* **Texte fourni**:
------------------------------------------------------------------------

Confrontée au vieillissement de sa population, la Chine a décidé en octobre 2015 de mettre officiellement fin à sa "politique de l’enfant unique", après trente-cinq années du plus impitoyable contrôle des naissances jamais pratiqué dans l’histoire de l’humanité. Le changement de cap, s’il est significatif, n’en reste pas moins limité puisque les couples chinois, en étant désormais encouragés à avoir deux enfants, n’ont pas retrouvé une totale liberté de procréer.
C’est dans ce contexte qu’il convient de situer les mesures prises par le régime communiste à l’égard des Ouïghours du Xinjiang, telles que les expose un rapport publié le 29 juin, à Washington, par la Jamestown Foundation. Fondé en 1984, avec l’aide du directeur de la CIA William Casey, par Arkady Chevtchenko, un ancien secrétaire général adjoint des Nations unies qui était devenu, six ans plus tôt, le plus prestigieux transfuge soviétique, ce centre d’études et de recherches s’est donné pour mission de fournir des informations, "souvent difficiles à obtenir", sur des pays stratégiquement importants pour l’Amérique. Il s’est logiquement concentré sur la Russie et la Chine.
Le plus vaste internement depuis l’Holocauste
Intitulé "Sterilizations, IUDs, and Mandatory Birth Control : The CCP’s Campaign to Suppress Uyghur Birthrates in Xinjiang", le rapport a été rédigé par Adrian Zenz, un anthropologue allemand qui s’est récemment fait un nom en dénonçant l’univers concentrationnaire au Xinjiang. Sous couvert de combattre l’extrémisme religieux et le terrorisme, les autorités chinoises ont construit des centaines de camps de rééducation dans l’immense région autonome située aux confins de l’Asie centrale. Un million d’Ouïghours et de représentants d’autres minorités musulmanes y seraient détenus, voire beaucoup plus selon certaines sources qui parlent d’épuration ethnique. Adrian Zenz y voit la plus vaste incarcération de masse depuis l’Holocauste.
Selon M. Zenz, qui déclare se fonder sur des statistiques officielles et de nombreux témoignages, on assiste depuis 2014 (soit peu après l’arrivée au pouvoir de Xi Jinping à Pékin) à une réduction brutale de la natalité au sein de la population ouïghoure. Examens gynécologiques répétés et obligatoires pour détecter les grossesses, stérilisations, voire avortements forcés, mais aussi généralisation des poses, tout aussi peu consenties, de stérilets (de 200 000 par an en 2014 à 330 000 en 2018) : le contrôle des naissances se fait dans un climat d’intimidation, voire de terreur, assure Adrian Zenz, qui évoque les menaces d’internement en camp proférées à l’encontre des femmes qui refusent de se plier aux injonctions.

------------------------------------------------------------------------

(Données sources)
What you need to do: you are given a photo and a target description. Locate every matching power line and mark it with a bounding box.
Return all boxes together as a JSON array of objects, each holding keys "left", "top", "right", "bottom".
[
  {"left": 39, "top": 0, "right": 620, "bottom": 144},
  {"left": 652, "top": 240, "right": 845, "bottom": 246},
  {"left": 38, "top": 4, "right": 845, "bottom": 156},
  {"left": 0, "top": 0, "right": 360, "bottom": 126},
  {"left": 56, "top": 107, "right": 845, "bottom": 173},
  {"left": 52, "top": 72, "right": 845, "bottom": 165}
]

------------------------------------------------------------------------

Répondez aux questions suivantes à partir du texte sur les Ouïghours du Xinjiang :
1. À quelle date la Chine a-t-elle officiellement mis fin à sa politique de l'enfant unique ?
2. Par qui et en quelle année la Jamestown Foundation a-t-elle été fondée ?
3. Selon le rapport, combien de stérilets ont été posés par an en 2014, puis en 2018 ?

* **Réponse complète**:
1. La Chine a officiellement mis fin à sa politique de l'enfant unique en octobre 2015.
2. La Jamestown Foundation a été fondée en 1984 par Arkady Chevtchenko.
3. Le nombre de stérilets posés est passé de 200 000 par an en 2014 à 330 000 en 2018.